TASK MATERIAL:
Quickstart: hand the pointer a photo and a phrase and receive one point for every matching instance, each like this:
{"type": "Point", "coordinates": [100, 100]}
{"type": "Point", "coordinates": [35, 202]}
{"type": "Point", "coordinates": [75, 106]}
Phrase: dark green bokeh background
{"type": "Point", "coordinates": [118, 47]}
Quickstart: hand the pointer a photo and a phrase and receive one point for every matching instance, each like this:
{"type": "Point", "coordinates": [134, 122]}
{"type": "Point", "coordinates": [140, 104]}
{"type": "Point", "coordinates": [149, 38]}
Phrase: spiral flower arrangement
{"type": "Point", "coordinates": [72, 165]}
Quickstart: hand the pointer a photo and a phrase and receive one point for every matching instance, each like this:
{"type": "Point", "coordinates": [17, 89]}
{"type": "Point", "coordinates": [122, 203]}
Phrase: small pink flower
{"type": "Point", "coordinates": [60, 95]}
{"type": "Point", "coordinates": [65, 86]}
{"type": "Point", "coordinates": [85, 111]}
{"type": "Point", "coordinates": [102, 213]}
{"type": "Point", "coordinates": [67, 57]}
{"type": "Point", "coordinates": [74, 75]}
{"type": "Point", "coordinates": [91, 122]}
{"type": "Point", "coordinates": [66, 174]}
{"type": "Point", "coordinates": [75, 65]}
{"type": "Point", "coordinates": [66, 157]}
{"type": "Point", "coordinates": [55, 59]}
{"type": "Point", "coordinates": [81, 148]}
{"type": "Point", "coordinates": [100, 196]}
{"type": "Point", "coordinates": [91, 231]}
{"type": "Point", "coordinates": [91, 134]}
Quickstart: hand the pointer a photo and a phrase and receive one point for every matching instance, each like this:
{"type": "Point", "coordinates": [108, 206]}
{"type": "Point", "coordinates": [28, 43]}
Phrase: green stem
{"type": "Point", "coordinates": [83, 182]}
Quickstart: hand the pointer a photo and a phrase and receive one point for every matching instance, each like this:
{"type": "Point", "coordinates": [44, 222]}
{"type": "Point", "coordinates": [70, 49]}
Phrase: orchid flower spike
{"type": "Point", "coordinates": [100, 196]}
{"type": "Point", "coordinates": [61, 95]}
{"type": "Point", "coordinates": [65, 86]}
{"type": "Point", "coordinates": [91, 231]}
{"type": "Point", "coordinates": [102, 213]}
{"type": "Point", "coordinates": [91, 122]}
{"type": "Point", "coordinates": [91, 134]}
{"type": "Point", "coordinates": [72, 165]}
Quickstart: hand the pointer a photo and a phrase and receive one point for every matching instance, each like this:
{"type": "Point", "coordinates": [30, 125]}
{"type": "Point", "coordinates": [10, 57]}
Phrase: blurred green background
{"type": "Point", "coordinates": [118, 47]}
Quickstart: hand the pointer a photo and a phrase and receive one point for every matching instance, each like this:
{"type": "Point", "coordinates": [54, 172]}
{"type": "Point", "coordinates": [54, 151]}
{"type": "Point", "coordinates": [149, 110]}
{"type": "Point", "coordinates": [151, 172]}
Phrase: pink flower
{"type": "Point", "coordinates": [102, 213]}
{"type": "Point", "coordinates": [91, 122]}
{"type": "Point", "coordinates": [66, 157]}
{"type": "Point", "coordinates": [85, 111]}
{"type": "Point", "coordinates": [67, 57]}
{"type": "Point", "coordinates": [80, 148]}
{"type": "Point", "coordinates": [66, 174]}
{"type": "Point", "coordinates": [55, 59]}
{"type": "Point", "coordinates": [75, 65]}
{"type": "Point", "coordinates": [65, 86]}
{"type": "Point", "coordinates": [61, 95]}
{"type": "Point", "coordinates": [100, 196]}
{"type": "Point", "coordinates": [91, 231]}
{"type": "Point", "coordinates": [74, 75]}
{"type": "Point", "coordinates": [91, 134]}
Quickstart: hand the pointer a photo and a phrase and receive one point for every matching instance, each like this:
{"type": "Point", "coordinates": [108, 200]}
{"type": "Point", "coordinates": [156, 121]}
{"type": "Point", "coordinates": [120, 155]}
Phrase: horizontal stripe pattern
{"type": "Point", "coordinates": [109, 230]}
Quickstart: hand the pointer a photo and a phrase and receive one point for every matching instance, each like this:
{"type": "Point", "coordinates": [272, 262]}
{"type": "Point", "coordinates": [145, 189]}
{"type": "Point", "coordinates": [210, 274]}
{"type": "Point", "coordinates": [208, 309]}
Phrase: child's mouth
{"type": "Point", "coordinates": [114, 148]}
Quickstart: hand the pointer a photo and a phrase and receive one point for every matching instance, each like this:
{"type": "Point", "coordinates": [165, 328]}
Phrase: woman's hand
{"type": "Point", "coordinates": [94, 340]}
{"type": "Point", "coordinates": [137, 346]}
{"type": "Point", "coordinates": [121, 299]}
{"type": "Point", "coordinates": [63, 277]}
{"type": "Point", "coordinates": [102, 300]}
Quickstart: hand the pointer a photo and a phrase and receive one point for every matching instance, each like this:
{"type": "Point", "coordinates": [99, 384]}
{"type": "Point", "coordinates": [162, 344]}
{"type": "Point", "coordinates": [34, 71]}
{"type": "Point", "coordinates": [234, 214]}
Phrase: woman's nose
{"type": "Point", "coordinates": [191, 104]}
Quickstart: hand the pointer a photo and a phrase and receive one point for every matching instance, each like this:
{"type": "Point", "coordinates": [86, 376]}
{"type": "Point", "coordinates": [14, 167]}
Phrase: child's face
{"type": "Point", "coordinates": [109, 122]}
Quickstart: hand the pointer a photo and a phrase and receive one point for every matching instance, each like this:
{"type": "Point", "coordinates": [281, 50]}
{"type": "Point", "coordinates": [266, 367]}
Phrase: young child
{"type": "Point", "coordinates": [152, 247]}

EXERCISE OBJECTIVE:
Word for word, return all of the records.

ANSWER BELOW:
Quickstart: hand the pointer a photo and a phrase and receive one point for every matching instance, each like this:
{"type": "Point", "coordinates": [100, 100]}
{"type": "Point", "coordinates": [35, 202]}
{"type": "Point", "coordinates": [75, 106]}
Phrase: dark green bokeh background
{"type": "Point", "coordinates": [118, 47]}
Quickstart: hand the pointer a photo and a phrase and receive one point for every matching instance, each like this:
{"type": "Point", "coordinates": [134, 122]}
{"type": "Point", "coordinates": [140, 104]}
{"type": "Point", "coordinates": [149, 38]}
Phrase: spiral flower arrangement
{"type": "Point", "coordinates": [72, 165]}
Quickstart: hand the pointer a photo and a phrase and receive one point for every matching instance, each like this:
{"type": "Point", "coordinates": [17, 89]}
{"type": "Point", "coordinates": [122, 203]}
Phrase: small pink flower
{"type": "Point", "coordinates": [60, 95]}
{"type": "Point", "coordinates": [65, 86]}
{"type": "Point", "coordinates": [85, 111]}
{"type": "Point", "coordinates": [102, 213]}
{"type": "Point", "coordinates": [67, 57]}
{"type": "Point", "coordinates": [74, 75]}
{"type": "Point", "coordinates": [91, 122]}
{"type": "Point", "coordinates": [66, 174]}
{"type": "Point", "coordinates": [75, 65]}
{"type": "Point", "coordinates": [66, 157]}
{"type": "Point", "coordinates": [55, 59]}
{"type": "Point", "coordinates": [81, 148]}
{"type": "Point", "coordinates": [100, 196]}
{"type": "Point", "coordinates": [91, 231]}
{"type": "Point", "coordinates": [91, 134]}
Quickstart: hand the pointer a photo and a phrase and receive one point for every matching instance, each like this:
{"type": "Point", "coordinates": [108, 206]}
{"type": "Point", "coordinates": [28, 43]}
Phrase: green stem
{"type": "Point", "coordinates": [83, 182]}
Quickstart: hand the pointer a photo and a phrase and receive one point for every matching instance, each like this:
{"type": "Point", "coordinates": [44, 222]}
{"type": "Point", "coordinates": [70, 49]}
Phrase: orchid flower spike
{"type": "Point", "coordinates": [100, 196]}
{"type": "Point", "coordinates": [61, 95]}
{"type": "Point", "coordinates": [65, 86]}
{"type": "Point", "coordinates": [91, 231]}
{"type": "Point", "coordinates": [102, 213]}
{"type": "Point", "coordinates": [91, 122]}
{"type": "Point", "coordinates": [91, 134]}
{"type": "Point", "coordinates": [72, 165]}
Quickstart: hand the pointer a photo and a phrase and receive one point for every matching instance, each like this:
{"type": "Point", "coordinates": [30, 125]}
{"type": "Point", "coordinates": [10, 57]}
Phrase: blurred green background
{"type": "Point", "coordinates": [118, 47]}
Quickstart: hand the pointer a photo and a phrase and receive one point for every matching instance, each like this:
{"type": "Point", "coordinates": [54, 172]}
{"type": "Point", "coordinates": [54, 151]}
{"type": "Point", "coordinates": [149, 110]}
{"type": "Point", "coordinates": [151, 172]}
Phrase: pink flower
{"type": "Point", "coordinates": [102, 213]}
{"type": "Point", "coordinates": [91, 122]}
{"type": "Point", "coordinates": [66, 157]}
{"type": "Point", "coordinates": [85, 111]}
{"type": "Point", "coordinates": [67, 57]}
{"type": "Point", "coordinates": [80, 148]}
{"type": "Point", "coordinates": [66, 174]}
{"type": "Point", "coordinates": [55, 59]}
{"type": "Point", "coordinates": [75, 65]}
{"type": "Point", "coordinates": [65, 86]}
{"type": "Point", "coordinates": [61, 95]}
{"type": "Point", "coordinates": [100, 196]}
{"type": "Point", "coordinates": [91, 231]}
{"type": "Point", "coordinates": [74, 75]}
{"type": "Point", "coordinates": [91, 134]}
Quickstart: hand the pointer a photo and a phrase and receive one point for every matching instance, each like this:
{"type": "Point", "coordinates": [108, 200]}
{"type": "Point", "coordinates": [156, 121]}
{"type": "Point", "coordinates": [120, 155]}
Phrase: horizontal stripe pattern
{"type": "Point", "coordinates": [109, 230]}
Quickstart: hand the pointer a photo and a phrase and receive one point for every matching instance, each like this:
{"type": "Point", "coordinates": [272, 262]}
{"type": "Point", "coordinates": [145, 189]}
{"type": "Point", "coordinates": [210, 274]}
{"type": "Point", "coordinates": [208, 309]}
Phrase: child's mouth
{"type": "Point", "coordinates": [114, 148]}
Quickstart: hand the pointer a photo and a phrase and receive one point for every matching instance, each like this:
{"type": "Point", "coordinates": [165, 328]}
Phrase: woman's hand
{"type": "Point", "coordinates": [94, 340]}
{"type": "Point", "coordinates": [137, 346]}
{"type": "Point", "coordinates": [121, 299]}
{"type": "Point", "coordinates": [63, 277]}
{"type": "Point", "coordinates": [102, 300]}
Quickstart: hand the pointer a photo and a phrase and receive one point for every matching instance, each like this:
{"type": "Point", "coordinates": [99, 384]}
{"type": "Point", "coordinates": [162, 344]}
{"type": "Point", "coordinates": [34, 71]}
{"type": "Point", "coordinates": [234, 214]}
Phrase: woman's nose
{"type": "Point", "coordinates": [191, 104]}
Quickstart: hand the pointer a photo and a phrase and receive one point for every matching instance, each like this:
{"type": "Point", "coordinates": [86, 376]}
{"type": "Point", "coordinates": [14, 167]}
Phrase: child's face
{"type": "Point", "coordinates": [109, 122]}
Quickstart: hand the pointer a photo and a phrase and receive one point for every matching instance, each like this:
{"type": "Point", "coordinates": [281, 50]}
{"type": "Point", "coordinates": [266, 367]}
Phrase: young child
{"type": "Point", "coordinates": [152, 247]}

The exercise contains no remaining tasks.